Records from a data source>
>>>

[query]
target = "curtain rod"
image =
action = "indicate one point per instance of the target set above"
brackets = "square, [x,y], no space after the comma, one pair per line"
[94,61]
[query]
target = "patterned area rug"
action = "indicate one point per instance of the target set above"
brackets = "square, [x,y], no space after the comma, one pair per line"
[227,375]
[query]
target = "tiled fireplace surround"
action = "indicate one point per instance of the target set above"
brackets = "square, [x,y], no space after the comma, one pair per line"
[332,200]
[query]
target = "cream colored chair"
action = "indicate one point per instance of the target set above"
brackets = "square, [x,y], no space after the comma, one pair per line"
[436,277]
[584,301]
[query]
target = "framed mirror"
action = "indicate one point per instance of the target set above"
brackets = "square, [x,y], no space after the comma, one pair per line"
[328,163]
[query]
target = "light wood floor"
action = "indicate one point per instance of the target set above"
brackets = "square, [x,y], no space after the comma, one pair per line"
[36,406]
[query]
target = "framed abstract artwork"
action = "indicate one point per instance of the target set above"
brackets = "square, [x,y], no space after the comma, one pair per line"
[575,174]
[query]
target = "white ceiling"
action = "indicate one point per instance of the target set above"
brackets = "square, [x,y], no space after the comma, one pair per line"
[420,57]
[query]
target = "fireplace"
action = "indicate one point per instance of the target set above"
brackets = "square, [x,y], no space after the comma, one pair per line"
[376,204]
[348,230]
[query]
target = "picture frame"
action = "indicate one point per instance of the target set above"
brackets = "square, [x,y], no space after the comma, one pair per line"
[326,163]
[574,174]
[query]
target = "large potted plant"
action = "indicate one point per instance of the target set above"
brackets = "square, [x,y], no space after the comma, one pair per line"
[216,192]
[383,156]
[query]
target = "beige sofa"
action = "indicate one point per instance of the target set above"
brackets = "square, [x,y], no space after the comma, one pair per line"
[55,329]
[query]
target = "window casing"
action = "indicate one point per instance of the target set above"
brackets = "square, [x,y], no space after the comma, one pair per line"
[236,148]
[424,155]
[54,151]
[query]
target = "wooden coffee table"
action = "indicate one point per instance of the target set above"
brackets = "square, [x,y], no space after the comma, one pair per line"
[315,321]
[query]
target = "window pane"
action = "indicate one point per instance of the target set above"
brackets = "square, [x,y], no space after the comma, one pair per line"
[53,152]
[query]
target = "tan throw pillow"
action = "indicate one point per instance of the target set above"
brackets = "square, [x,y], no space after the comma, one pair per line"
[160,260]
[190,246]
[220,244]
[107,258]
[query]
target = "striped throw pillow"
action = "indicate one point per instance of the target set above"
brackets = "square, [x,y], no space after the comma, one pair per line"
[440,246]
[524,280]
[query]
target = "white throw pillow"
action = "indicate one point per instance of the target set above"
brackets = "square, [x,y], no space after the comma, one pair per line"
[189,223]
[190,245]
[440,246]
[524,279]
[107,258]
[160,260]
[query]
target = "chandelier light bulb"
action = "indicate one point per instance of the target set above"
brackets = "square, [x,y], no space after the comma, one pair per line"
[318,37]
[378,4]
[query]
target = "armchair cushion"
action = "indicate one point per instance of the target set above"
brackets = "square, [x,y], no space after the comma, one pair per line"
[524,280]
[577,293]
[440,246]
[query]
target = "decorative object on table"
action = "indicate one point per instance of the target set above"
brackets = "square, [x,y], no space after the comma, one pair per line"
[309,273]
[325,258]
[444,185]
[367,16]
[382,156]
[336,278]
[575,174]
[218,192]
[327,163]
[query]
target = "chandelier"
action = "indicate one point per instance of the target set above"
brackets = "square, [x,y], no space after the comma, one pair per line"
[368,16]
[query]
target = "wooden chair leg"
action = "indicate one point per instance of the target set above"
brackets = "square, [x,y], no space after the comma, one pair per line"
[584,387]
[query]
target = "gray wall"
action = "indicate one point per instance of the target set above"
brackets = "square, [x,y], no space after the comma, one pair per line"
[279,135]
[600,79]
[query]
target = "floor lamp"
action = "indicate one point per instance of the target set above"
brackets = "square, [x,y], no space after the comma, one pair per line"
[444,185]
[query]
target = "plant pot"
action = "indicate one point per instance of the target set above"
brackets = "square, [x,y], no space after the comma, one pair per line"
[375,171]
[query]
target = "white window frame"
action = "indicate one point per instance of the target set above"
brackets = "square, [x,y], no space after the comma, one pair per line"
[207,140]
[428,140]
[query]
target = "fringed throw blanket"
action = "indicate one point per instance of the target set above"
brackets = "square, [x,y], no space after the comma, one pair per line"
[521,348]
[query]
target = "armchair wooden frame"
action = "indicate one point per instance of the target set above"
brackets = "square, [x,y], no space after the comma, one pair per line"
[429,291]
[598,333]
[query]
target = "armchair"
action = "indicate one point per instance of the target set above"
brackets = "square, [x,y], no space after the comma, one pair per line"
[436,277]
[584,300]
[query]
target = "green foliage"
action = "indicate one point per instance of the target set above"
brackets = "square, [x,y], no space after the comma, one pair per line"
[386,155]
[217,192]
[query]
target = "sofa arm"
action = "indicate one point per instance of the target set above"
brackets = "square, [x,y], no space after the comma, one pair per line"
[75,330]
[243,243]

<<<

Once you have read the records above, write them all out exactly.

Task answer>
[query]
target = "curtain rod"
image =
action = "indicate one point per instance of the target set above"
brackets = "square, [x,y], no space after the comma, one pair per line"
[94,61]
[query]
target = "patterned area rug"
action = "indicate one point per instance of the target set above"
brackets = "square, [x,y], no space after the comma, one pair per line"
[227,375]
[query]
target = "tiled fireplace surround"
action = "indicate one point per instance of the target set above"
brackets = "square, [x,y], no space after the comma, one pair per line"
[332,200]
[query]
target = "cream colored chair"
action = "indicate one point per instance of the target set above"
brackets = "square, [x,y], no space after the comma, one pair per line"
[436,277]
[584,301]
[query]
target = "framed mirror"
action = "indicate one point per instance of the target set above"
brackets = "square, [x,y], no space after the comma, one pair per line"
[328,163]
[query]
target = "light wood floor"
action = "indicate one point per instance of the target set above"
brackets = "square, [x,y], no space after the comma, one pair per line"
[36,406]
[query]
target = "framed abstract artwork"
action = "indicate one point per instance of the target set above"
brackets = "square, [x,y], no space after the comma, one pair per line"
[575,174]
[query]
target = "white ceiling"
action = "indicate one point per instance of the target set above"
brackets = "square, [x,y], no space after the comma, one pair per line"
[420,57]
[query]
target = "fireplace"
action = "indicate one point per instance of the target set above"
brackets = "square, [x,y], no space after the comma, one pair per line"
[376,204]
[348,230]
[query]
target = "picture frame"
action = "indicate one point per instance of the target set above"
brackets = "square, [x,y], no space after the comma, one pair per line"
[326,163]
[574,174]
[query]
target = "large potted plant"
action = "indicate one point per instance of the target set above"
brackets = "square, [x,y], no space after the comma, one pair per line"
[216,192]
[383,156]
[query]
target = "beige sofa"
action = "indicate one point per instance of the target set above"
brackets = "square, [x,y], no space after the comma, one pair per line"
[55,329]
[query]
target = "window casing"
action = "indicate one point per instance of the target set above"
brackets = "square, [x,y], no space after the comma, one pair per line"
[236,148]
[424,155]
[54,151]
[query]
target = "wooden coffee table"
action = "indicate one point per instance of the target set above"
brackets = "square, [x,y], no space after the comma, one pair per line"
[315,321]
[query]
target = "window pane"
action = "indicate one point per instance of the target set above"
brackets = "square, [x,y], no space after the comma, one pair per line"
[53,152]
[query]
target = "tan throw pillow"
action = "indicate one point per instance of the target set above"
brackets = "square, [x,y], no space after the comma, one pair per line"
[160,260]
[190,246]
[220,244]
[107,258]
[query]
target = "striped throw pillow"
action = "indicate one point per instance of the target set above"
brackets = "square, [x,y], no space after the comma, one pair per line"
[440,246]
[524,280]
[query]
target = "white throw pillow"
action = "indicate one point per instance of the target set above"
brackets = "square, [x,y], no space after the comma, one pair per line"
[189,223]
[190,245]
[440,246]
[524,279]
[107,258]
[160,260]
[query]
target = "chandelier light bulb"
action = "indicate one point per instance of the target set above"
brackets = "square, [x,y], no space after the comma, one pair per line"
[318,37]
[378,4]
[query]
target = "armchair cushion"
action = "indicate one point per instance of the target set above"
brackets = "square, [x,y], no space after the comma, one pair per line"
[524,280]
[577,293]
[440,246]
[query]
target = "decorative object on table"
action = "indicate one point per instance of the target set above"
brackets = "square, [x,y], no space after the comma, one pair per line"
[309,273]
[325,258]
[444,185]
[367,16]
[382,156]
[336,278]
[575,174]
[218,192]
[327,163]
[query]
target = "chandelier"
action = "indicate one point per instance of the target set above"
brackets = "square, [x,y], no space after the comma, one pair per line"
[368,16]
[query]
target = "wooden chair leg"
action = "indicate one point per instance of the target set above"
brackets = "square, [x,y], no space after the comma, one pair per line"
[584,387]
[query]
target = "gray wall"
action = "indicate one point per instance of the target set above"
brackets = "square, [x,y], no space after the comma, one pair per line"
[279,135]
[600,79]
[query]
target = "floor lamp"
action = "indicate one point per instance of the target set above"
brackets = "square, [x,y], no space after the comma, one pair per line"
[444,185]
[query]
target = "plant pot"
action = "indicate one point per instance of the target set above"
brackets = "square, [x,y], no space after the comma, one pair per line"
[375,171]
[query]
target = "white window frame"
action = "indicate one point per instance of the target set above"
brackets = "square, [x,y], no space after the comma, one pair per line"
[207,140]
[428,140]
[query]
target = "fringed throw blanket"
action = "indicate one point per instance of the target set above"
brackets = "square, [x,y], no space after the comma, one pair per line"
[521,348]
[query]
target = "armchair wooden frame"
action = "indicate one point per instance of the target set above"
brackets = "square, [x,y], no space after the comma, one pair per line"
[429,291]
[598,333]
[query]
target = "armchair"
action = "indicate one point per instance of the target set above"
brackets = "square, [x,y], no space after the comma, one pair per line"
[436,277]
[584,300]
[query]
target = "green foliage"
action = "indicate one point per instance of the target set above"
brackets = "square, [x,y], no space after the comma, one pair per line"
[386,155]
[217,192]
[query]
target = "sofa arm"
action = "indicate one point per instance of the target set above"
brackets = "square, [x,y], no space after the comma, one pair per line"
[75,330]
[243,243]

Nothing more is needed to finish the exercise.